Start of Provided entries
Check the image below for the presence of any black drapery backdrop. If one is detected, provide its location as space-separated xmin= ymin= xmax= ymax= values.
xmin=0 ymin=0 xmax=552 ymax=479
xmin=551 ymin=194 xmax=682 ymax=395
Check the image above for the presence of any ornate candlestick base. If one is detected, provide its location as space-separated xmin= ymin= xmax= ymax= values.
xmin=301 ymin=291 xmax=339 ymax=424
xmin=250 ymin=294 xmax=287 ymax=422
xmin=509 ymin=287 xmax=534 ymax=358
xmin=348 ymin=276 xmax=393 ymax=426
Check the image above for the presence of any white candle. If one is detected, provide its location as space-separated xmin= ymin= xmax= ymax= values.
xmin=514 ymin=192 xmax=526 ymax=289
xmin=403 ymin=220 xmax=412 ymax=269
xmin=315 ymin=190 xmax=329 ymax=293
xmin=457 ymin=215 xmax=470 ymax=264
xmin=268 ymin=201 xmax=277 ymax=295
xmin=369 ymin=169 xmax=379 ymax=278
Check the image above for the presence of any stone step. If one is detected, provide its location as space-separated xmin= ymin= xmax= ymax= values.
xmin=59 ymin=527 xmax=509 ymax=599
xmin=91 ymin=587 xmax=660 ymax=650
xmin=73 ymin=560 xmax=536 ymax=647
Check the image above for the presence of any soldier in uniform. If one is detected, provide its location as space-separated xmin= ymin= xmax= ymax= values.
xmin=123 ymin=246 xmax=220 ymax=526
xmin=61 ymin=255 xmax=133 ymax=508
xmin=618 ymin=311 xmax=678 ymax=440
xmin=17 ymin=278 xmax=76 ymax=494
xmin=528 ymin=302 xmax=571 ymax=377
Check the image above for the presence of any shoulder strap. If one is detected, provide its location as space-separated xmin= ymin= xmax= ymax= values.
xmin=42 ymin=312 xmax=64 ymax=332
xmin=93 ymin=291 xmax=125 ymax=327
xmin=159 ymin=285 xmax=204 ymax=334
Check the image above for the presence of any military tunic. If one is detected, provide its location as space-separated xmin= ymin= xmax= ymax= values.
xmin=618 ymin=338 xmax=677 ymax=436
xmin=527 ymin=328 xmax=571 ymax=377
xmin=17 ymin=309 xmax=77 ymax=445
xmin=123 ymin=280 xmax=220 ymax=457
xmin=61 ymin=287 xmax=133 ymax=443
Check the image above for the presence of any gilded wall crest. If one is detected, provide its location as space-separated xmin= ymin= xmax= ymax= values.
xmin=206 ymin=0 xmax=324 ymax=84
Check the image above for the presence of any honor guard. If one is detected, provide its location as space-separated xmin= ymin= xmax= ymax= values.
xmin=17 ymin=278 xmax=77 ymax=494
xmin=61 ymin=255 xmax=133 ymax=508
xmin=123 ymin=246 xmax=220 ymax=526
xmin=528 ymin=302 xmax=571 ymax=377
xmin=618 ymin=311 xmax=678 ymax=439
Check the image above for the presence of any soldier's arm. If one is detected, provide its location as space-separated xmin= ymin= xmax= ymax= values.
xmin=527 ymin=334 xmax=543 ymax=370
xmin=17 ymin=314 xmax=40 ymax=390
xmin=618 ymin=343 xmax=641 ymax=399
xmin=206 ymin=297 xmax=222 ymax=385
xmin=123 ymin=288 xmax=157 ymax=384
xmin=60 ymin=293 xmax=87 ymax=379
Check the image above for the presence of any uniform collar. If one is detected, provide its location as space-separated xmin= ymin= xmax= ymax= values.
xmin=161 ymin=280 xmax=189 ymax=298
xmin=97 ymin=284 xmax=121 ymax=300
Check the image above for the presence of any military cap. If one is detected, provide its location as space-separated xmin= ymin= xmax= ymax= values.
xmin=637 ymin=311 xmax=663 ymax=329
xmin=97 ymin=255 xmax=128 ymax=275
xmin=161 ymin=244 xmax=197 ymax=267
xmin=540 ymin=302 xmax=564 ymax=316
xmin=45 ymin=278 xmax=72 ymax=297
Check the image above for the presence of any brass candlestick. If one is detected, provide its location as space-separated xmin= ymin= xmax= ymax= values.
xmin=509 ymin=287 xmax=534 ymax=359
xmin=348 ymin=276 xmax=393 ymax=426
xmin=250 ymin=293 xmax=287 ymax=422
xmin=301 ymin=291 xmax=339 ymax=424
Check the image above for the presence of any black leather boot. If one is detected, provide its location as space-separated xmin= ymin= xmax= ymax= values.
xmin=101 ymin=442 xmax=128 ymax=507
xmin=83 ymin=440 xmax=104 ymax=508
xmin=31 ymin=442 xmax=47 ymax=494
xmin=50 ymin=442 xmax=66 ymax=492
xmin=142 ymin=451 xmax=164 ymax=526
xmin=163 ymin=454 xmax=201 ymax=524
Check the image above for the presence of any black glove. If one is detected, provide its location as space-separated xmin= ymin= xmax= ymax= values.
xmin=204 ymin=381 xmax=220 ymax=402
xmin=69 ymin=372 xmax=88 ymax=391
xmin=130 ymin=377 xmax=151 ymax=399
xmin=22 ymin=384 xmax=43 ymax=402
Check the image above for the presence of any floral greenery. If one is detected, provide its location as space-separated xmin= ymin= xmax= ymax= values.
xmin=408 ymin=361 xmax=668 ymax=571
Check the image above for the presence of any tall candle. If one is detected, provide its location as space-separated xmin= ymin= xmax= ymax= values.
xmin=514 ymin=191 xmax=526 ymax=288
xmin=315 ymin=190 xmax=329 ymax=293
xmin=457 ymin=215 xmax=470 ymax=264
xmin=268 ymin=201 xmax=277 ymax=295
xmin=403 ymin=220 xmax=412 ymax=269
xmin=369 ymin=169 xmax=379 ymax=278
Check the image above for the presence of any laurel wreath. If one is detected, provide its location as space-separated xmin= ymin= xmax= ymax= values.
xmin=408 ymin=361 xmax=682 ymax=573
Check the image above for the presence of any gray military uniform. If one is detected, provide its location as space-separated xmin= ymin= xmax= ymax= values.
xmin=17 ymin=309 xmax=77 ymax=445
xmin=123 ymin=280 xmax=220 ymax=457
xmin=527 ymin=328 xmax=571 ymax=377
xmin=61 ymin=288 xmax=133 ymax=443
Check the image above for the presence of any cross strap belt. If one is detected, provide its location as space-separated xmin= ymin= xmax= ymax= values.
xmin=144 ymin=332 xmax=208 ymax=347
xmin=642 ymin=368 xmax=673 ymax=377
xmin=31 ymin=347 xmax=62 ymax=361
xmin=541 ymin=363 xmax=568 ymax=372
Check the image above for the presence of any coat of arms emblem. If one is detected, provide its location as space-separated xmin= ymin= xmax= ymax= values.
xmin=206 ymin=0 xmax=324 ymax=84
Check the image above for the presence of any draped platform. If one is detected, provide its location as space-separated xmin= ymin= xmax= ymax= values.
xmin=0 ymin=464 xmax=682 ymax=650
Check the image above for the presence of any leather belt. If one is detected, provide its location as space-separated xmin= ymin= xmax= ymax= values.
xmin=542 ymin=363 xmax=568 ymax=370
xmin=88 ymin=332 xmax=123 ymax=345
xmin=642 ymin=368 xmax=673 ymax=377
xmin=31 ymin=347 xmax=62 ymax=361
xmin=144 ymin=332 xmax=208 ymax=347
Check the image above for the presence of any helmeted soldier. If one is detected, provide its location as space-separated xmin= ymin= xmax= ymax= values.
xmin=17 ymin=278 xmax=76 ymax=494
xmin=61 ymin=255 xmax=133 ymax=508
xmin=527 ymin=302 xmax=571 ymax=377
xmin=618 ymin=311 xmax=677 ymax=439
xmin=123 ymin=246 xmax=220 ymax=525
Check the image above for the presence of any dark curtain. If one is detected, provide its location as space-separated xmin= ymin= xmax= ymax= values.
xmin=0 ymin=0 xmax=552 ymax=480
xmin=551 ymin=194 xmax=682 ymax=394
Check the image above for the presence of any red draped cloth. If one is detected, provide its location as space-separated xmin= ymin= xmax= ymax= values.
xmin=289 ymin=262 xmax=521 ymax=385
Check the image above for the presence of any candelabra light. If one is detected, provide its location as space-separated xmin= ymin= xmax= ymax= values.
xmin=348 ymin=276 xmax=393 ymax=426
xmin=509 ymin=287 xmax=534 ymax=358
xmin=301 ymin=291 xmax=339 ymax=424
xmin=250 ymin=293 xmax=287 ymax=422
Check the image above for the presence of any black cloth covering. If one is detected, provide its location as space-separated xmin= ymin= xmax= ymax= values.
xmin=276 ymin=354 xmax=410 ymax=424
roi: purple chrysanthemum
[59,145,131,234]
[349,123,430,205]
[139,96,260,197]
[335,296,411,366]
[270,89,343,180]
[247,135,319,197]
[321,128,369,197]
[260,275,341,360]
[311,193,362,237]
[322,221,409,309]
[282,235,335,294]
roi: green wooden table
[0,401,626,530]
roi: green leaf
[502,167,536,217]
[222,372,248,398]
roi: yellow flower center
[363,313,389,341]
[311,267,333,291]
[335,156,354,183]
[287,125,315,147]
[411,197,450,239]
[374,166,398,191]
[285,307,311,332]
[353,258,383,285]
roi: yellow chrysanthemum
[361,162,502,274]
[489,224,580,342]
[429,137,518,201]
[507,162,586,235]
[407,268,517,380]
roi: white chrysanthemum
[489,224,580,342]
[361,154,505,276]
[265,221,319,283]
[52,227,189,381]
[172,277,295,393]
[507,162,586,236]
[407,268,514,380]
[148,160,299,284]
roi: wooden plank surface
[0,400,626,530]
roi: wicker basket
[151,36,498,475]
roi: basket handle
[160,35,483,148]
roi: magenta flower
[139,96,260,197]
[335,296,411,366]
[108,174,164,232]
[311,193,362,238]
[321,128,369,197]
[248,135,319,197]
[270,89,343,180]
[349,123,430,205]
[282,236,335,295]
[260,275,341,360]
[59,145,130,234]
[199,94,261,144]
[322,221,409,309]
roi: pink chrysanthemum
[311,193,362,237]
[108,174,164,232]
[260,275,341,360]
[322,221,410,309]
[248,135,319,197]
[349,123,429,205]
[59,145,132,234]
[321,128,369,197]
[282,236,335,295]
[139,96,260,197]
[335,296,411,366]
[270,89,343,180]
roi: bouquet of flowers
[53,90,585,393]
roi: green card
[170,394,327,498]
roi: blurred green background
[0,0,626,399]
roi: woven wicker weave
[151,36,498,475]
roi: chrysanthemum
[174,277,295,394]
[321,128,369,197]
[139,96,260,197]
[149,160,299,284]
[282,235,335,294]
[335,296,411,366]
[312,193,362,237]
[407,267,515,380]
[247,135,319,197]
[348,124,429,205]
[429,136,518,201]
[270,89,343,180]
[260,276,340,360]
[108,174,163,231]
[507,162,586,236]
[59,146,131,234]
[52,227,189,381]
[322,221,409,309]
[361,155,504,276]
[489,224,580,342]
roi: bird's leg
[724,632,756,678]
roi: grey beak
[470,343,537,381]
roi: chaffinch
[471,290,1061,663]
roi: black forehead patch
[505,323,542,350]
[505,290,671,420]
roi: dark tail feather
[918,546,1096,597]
End of Provided entries
-- Goal --
Can you output, unchanged, the data from the line containing "Check the image above for the presence of any gray" to the line containing "xmin=289 ymin=262 xmax=521 ymax=385", with both of those lines included?

-- Correct response --
Check the image above for the presence of any gray military uniform. If one is detected, provide its location as space-separated xmin= ymin= xmax= ymax= values.
xmin=17 ymin=309 xmax=77 ymax=445
xmin=123 ymin=280 xmax=220 ymax=457
xmin=527 ymin=328 xmax=571 ymax=377
xmin=61 ymin=288 xmax=133 ymax=443
Check the image above for the presence of any cross strap belt. If one is detected, provide its location as space-separated xmin= ymin= xmax= ymax= values.
xmin=144 ymin=332 xmax=208 ymax=347
xmin=642 ymin=368 xmax=673 ymax=377
xmin=31 ymin=347 xmax=62 ymax=361
xmin=541 ymin=363 xmax=568 ymax=372
Check the image above for the presence of any coat of arms emblem. If one is detected, provide its location as space-separated xmin= ymin= xmax= ymax= values.
xmin=206 ymin=0 xmax=324 ymax=84
Check the image above for the presence of any draped platform. If one is detected, provide its location as space-separated xmin= ymin= xmax= ymax= values.
xmin=0 ymin=464 xmax=682 ymax=650
Check the image above for the presence of any leather belt. If one is detected, provide its location as space-separated xmin= ymin= xmax= ymax= values.
xmin=542 ymin=363 xmax=568 ymax=370
xmin=88 ymin=332 xmax=123 ymax=345
xmin=642 ymin=368 xmax=673 ymax=377
xmin=31 ymin=347 xmax=62 ymax=361
xmin=144 ymin=332 xmax=208 ymax=347
Check the image above for the presence of any helmeted soldier. If one is detected, provide its location as space-separated xmin= ymin= xmax= ymax= values.
xmin=17 ymin=278 xmax=76 ymax=494
xmin=61 ymin=255 xmax=133 ymax=508
xmin=527 ymin=302 xmax=571 ymax=377
xmin=618 ymin=311 xmax=677 ymax=439
xmin=123 ymin=246 xmax=220 ymax=525
Check the image above for the presence of any dark curtain. If one is detected, provide its location as space-separated xmin= ymin= xmax= ymax= values.
xmin=0 ymin=0 xmax=552 ymax=480
xmin=551 ymin=194 xmax=682 ymax=394
Check the image above for the presence of any red draped cloth. If one is detected, provide its location as space-separated xmin= ymin= xmax= ymax= values.
xmin=289 ymin=262 xmax=521 ymax=385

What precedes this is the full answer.